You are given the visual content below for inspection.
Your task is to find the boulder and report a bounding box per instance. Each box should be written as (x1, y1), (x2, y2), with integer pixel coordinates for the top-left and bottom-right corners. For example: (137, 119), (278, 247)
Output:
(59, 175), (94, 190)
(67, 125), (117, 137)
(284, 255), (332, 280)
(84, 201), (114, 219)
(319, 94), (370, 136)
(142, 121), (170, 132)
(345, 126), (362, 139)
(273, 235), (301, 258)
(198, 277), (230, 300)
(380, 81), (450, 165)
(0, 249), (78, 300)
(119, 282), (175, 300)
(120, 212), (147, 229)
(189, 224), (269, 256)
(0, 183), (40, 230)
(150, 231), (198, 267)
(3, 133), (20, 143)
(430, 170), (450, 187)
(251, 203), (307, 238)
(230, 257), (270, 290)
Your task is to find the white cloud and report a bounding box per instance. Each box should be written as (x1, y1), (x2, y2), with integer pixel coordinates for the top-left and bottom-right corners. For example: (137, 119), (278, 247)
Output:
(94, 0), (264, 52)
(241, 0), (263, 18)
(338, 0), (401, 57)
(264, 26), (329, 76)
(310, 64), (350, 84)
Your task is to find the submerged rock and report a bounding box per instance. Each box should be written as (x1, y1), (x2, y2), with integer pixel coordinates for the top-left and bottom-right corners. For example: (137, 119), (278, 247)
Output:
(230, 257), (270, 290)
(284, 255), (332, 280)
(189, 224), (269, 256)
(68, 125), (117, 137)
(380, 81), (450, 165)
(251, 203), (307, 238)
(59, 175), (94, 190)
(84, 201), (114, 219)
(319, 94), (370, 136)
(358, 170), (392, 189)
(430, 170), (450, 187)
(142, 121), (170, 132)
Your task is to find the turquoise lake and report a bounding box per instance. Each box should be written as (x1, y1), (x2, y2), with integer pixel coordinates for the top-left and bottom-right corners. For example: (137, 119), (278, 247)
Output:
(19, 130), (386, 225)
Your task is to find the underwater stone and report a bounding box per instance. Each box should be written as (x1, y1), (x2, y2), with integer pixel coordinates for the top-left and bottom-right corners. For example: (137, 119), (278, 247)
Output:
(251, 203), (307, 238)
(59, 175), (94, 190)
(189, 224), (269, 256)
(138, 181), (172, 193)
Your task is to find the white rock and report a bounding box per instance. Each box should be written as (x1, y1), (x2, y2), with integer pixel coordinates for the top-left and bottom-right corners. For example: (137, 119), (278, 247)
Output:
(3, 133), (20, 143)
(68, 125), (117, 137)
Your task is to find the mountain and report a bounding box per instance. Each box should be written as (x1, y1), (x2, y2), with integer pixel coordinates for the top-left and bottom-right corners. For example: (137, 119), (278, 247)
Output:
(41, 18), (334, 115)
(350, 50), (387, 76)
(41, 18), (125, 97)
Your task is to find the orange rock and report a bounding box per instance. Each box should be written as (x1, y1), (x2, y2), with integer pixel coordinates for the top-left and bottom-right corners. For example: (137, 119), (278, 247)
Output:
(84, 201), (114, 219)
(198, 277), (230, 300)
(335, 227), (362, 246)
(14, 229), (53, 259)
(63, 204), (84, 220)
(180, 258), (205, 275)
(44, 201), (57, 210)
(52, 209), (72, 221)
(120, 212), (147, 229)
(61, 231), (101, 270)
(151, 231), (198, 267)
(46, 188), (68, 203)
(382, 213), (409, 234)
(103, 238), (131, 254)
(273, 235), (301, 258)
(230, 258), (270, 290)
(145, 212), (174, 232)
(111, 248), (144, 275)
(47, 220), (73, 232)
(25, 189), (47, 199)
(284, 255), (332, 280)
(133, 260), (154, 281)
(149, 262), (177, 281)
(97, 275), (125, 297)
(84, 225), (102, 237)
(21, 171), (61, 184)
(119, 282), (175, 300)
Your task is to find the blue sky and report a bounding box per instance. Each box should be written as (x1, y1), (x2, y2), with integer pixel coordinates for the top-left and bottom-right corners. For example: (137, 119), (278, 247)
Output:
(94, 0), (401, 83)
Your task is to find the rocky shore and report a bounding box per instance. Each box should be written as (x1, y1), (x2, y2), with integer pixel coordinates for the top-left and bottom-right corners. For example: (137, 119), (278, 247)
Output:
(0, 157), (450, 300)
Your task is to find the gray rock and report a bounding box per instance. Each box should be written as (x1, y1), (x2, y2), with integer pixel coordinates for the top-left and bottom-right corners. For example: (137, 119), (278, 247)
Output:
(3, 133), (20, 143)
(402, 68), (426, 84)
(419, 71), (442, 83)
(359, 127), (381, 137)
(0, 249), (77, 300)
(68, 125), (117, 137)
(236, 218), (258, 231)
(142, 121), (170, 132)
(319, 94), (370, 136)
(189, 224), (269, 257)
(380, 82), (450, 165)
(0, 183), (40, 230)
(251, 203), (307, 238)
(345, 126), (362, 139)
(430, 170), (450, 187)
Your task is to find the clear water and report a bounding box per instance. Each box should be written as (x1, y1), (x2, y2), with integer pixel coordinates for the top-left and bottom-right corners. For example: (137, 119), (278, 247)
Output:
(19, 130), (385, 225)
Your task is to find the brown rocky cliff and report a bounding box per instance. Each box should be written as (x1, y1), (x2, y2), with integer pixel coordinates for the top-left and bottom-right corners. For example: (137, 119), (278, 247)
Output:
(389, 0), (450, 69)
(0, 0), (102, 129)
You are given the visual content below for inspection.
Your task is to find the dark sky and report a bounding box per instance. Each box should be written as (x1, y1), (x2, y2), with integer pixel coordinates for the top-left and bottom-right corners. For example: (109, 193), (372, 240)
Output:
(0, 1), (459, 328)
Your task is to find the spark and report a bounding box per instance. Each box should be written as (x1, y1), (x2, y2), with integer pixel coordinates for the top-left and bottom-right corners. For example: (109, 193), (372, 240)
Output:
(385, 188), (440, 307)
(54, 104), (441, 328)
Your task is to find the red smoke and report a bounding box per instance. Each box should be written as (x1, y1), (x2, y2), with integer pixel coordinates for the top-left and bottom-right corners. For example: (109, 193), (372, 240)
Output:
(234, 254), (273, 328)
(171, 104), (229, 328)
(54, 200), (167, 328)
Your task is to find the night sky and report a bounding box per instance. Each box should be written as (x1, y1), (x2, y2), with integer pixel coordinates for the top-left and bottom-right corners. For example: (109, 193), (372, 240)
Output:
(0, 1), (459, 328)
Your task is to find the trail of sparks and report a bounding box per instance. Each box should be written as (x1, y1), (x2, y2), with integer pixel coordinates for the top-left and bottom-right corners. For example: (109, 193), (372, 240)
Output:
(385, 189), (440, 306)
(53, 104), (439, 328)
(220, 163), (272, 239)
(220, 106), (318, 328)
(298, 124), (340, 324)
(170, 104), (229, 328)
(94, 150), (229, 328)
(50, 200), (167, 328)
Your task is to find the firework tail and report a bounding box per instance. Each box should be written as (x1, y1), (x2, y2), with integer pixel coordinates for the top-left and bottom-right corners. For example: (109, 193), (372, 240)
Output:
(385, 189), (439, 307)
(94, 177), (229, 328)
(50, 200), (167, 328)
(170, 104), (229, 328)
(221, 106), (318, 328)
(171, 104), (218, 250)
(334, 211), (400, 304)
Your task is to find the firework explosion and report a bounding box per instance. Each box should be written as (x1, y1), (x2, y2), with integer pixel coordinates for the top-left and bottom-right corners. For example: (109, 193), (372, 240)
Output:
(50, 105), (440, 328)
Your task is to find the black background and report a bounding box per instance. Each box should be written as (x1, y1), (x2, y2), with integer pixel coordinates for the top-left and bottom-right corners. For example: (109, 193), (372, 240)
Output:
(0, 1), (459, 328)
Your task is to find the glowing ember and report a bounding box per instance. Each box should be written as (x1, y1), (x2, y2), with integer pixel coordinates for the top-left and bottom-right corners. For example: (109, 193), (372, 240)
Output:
= = = = = = =
**WHAT IS BEING ASKED**. Reproduce every entry above word for word, with nothing added, dropped, or changed.

**ANSWER TO THE EXERCISE**.
You are given the visual content below for inspection.
Your task is to find the boulder and report a bounding box per instance. Each box should be written as (x1, y1), (x2, y2), with integer pixel coordinates for the top-left and bottom-right corners. For example: (137, 119), (278, 247)
Output:
(59, 175), (94, 190)
(67, 125), (117, 137)
(284, 255), (332, 280)
(84, 201), (114, 219)
(319, 94), (370, 136)
(142, 121), (170, 132)
(345, 126), (362, 139)
(273, 235), (301, 258)
(198, 277), (230, 300)
(380, 81), (450, 165)
(0, 249), (78, 300)
(119, 282), (175, 300)
(120, 212), (147, 229)
(189, 224), (269, 256)
(0, 183), (40, 230)
(150, 231), (198, 267)
(3, 133), (20, 143)
(430, 170), (450, 187)
(251, 203), (307, 238)
(230, 257), (270, 290)
Your task is to find the white cloud and report a bounding box per instance. Each box should be written as (x1, y1), (x2, y2), with integer pixel coordinates for the top-left and bottom-right corners. For example: (137, 119), (278, 247)
Output:
(94, 0), (264, 52)
(241, 0), (263, 18)
(338, 0), (401, 57)
(264, 26), (329, 76)
(310, 64), (350, 84)
Your task is to find the submerged rock and report a bounding box per instance. Each box should be written as (x1, y1), (x2, y2), with integer pixel coordinates for the top-left and bottom-right corners. For example: (137, 119), (278, 247)
Output:
(230, 257), (270, 290)
(284, 255), (332, 280)
(189, 224), (269, 256)
(68, 125), (117, 137)
(380, 81), (450, 165)
(251, 203), (307, 238)
(59, 175), (94, 190)
(84, 201), (114, 219)
(319, 94), (370, 136)
(358, 170), (392, 189)
(430, 170), (450, 187)
(142, 121), (170, 132)
Your task is to find the turquoise lake and report a bounding box per instance. Each box should be written as (x1, y1), (x2, y2), with integer pixel coordinates for the top-left and bottom-right corners. For example: (137, 119), (278, 247)
Output:
(19, 130), (386, 225)
Your task is to find the underwater stone and report a bounding box per instance. Each box should be written as (x1, y1), (x2, y2), with integer pixel coordinates for the top-left and bottom-right corners. For example: (137, 119), (278, 247)
Output:
(251, 203), (307, 238)
(59, 175), (94, 190)
(189, 224), (269, 256)
(138, 181), (172, 193)
Your task is to find the white rock and report a bounding box per instance. Each box should be written as (x1, y1), (x2, y2), with integer pixel coordinates for the top-left and bottom-right corners. For example: (137, 119), (278, 247)
Output:
(3, 133), (20, 143)
(68, 125), (117, 137)
Your task is to find the mountain and report a bounding box per instance. Each box should be written as (x1, y1), (x2, y2), with integer pixel coordinates for the top-left and bottom-right corners. For example: (137, 119), (278, 247)
Output:
(41, 18), (334, 115)
(350, 50), (387, 76)
(41, 18), (125, 97)
Your task is to find the orange rock and report a bounding box per instance. Each box should be written as (x1, y1), (x2, y2), with integer pixel coordinates for the top-left and bottom-right corners. For example: (137, 119), (278, 247)
Output:
(84, 201), (114, 219)
(198, 277), (230, 300)
(335, 227), (362, 246)
(14, 229), (53, 259)
(63, 204), (84, 220)
(180, 258), (205, 275)
(44, 201), (57, 210)
(52, 209), (72, 221)
(120, 212), (147, 229)
(61, 231), (101, 270)
(151, 231), (198, 267)
(46, 188), (68, 203)
(382, 213), (409, 234)
(103, 238), (131, 254)
(273, 235), (301, 258)
(230, 258), (270, 290)
(145, 212), (174, 232)
(111, 248), (144, 275)
(47, 220), (73, 232)
(25, 189), (47, 199)
(284, 255), (332, 280)
(133, 260), (154, 281)
(149, 262), (177, 281)
(97, 275), (125, 297)
(84, 225), (102, 237)
(21, 171), (61, 184)
(119, 282), (175, 300)
Your task is to find the blue sky and report a bounding box per instance. Each box should be written as (x1, y1), (x2, y2), with integer pixel coordinates for the top-left and bottom-right corners. For example: (137, 119), (278, 247)
Output:
(94, 0), (401, 83)
Your task is to find the rocky shore and report a bounding box per instance. Each box should be written as (x1, y1), (x2, y2), with integer pixel coordinates for the top-left and bottom-right corners. For example: (137, 119), (278, 247)
Output:
(0, 157), (450, 300)
Your task is to find the gray rock and report a bounding box per instance. Each box should be written as (x1, y1), (x2, y2), with integer pixel coordinates for the top-left and bottom-right corners. For example: (137, 119), (278, 247)
Output:
(3, 133), (20, 143)
(402, 68), (426, 84)
(419, 71), (442, 83)
(359, 127), (381, 137)
(0, 249), (77, 300)
(68, 125), (117, 137)
(236, 218), (258, 231)
(142, 121), (170, 132)
(319, 94), (370, 136)
(189, 224), (269, 257)
(380, 82), (450, 165)
(0, 183), (40, 230)
(251, 203), (307, 238)
(345, 126), (362, 139)
(430, 170), (450, 187)
Your task is to find the clear water and report a bounding box per instance. Each box should be written as (x1, y1), (x2, y2), with integer pixel coordinates for the top-left and bottom-right corners. For example: (137, 119), (278, 247)
Output:
(19, 130), (385, 225)
Your task is to find the brown rocky cliff and report a bounding box per instance. Each box should be written as (x1, y1), (x2, y2), with integer pixel coordinates for the top-left and bottom-right corners. For example: (137, 119), (278, 247)
Output:
(389, 0), (450, 69)
(0, 0), (102, 129)
You are given the visual content below for inspection.
Your task is to find the dark sky and report a bounding box per instance. Each box should be written as (x1, y1), (x2, y2), with integer pixel coordinates for the top-left and bottom-right corners. For example: (109, 193), (372, 240)
Output:
(0, 1), (459, 328)
Your task is to find the spark and report a bounding box per instance. Each box should be written as (x1, y1), (x2, y2), with integer pixel coordinates for the top-left and bottom-right corners. For example: (109, 193), (372, 240)
Output:
(385, 188), (440, 307)
(54, 104), (441, 328)
Your task is to find the red smoke and report a bounding box per instance. Each box should be written as (x1, y1), (x2, y2), with integer pixel coordinates for the top-left and bottom-right corners. For example: (109, 193), (372, 240)
Output:
(234, 254), (273, 328)
(171, 104), (229, 328)
(54, 200), (167, 328)
Your task is to find the night sky and report a bounding box per instance. Each box should be written as (x1, y1), (x2, y2), with integer pixel coordinates for the top-left and bottom-right corners. For example: (109, 193), (372, 240)
Output:
(0, 1), (459, 328)
Your task is to find the trail of sparks and report a bounding box per instance. Each box should be written as (x1, y1), (x2, y2), with integer pixel coordinates for the top-left and bottom-right corners. For example: (109, 193), (372, 240)
Output:
(385, 189), (440, 306)
(53, 104), (439, 328)
(220, 163), (272, 239)
(220, 106), (318, 328)
(298, 124), (340, 324)
(170, 104), (229, 328)
(94, 150), (229, 328)
(50, 200), (167, 328)
Your task is to find the firework tail and report a bounding box per instance. Each box should be written as (x1, y1), (x2, y2), with integer pixel coordinates for the top-left and bottom-right corners. For example: (109, 193), (372, 240)
Output:
(385, 189), (439, 307)
(94, 177), (229, 328)
(50, 200), (167, 328)
(170, 104), (229, 328)
(221, 106), (318, 328)
(171, 104), (218, 250)
(334, 211), (400, 304)
Your task is to find the firework explosion and report a bounding box per instance. Each box should be written as (x1, y1), (x2, y2), with integer pixel coordinates for the top-left and bottom-right corners. For example: (109, 193), (372, 240)
Output:
(50, 105), (440, 328)
Your task is to find the black background and report a bounding box per instance. Each box should be written as (x1, y1), (x2, y2), with integer pixel coordinates for the top-left and bottom-right corners. For example: (109, 193), (372, 240)
Output:
(0, 1), (459, 328)
Your task is to find the glowing ember and report a bounding box per instance. Each box should be written as (x1, y1), (x2, y2), with integer pixel coordinates for the top-left and bottom-right corners. For example: (109, 193), (372, 240)
Output:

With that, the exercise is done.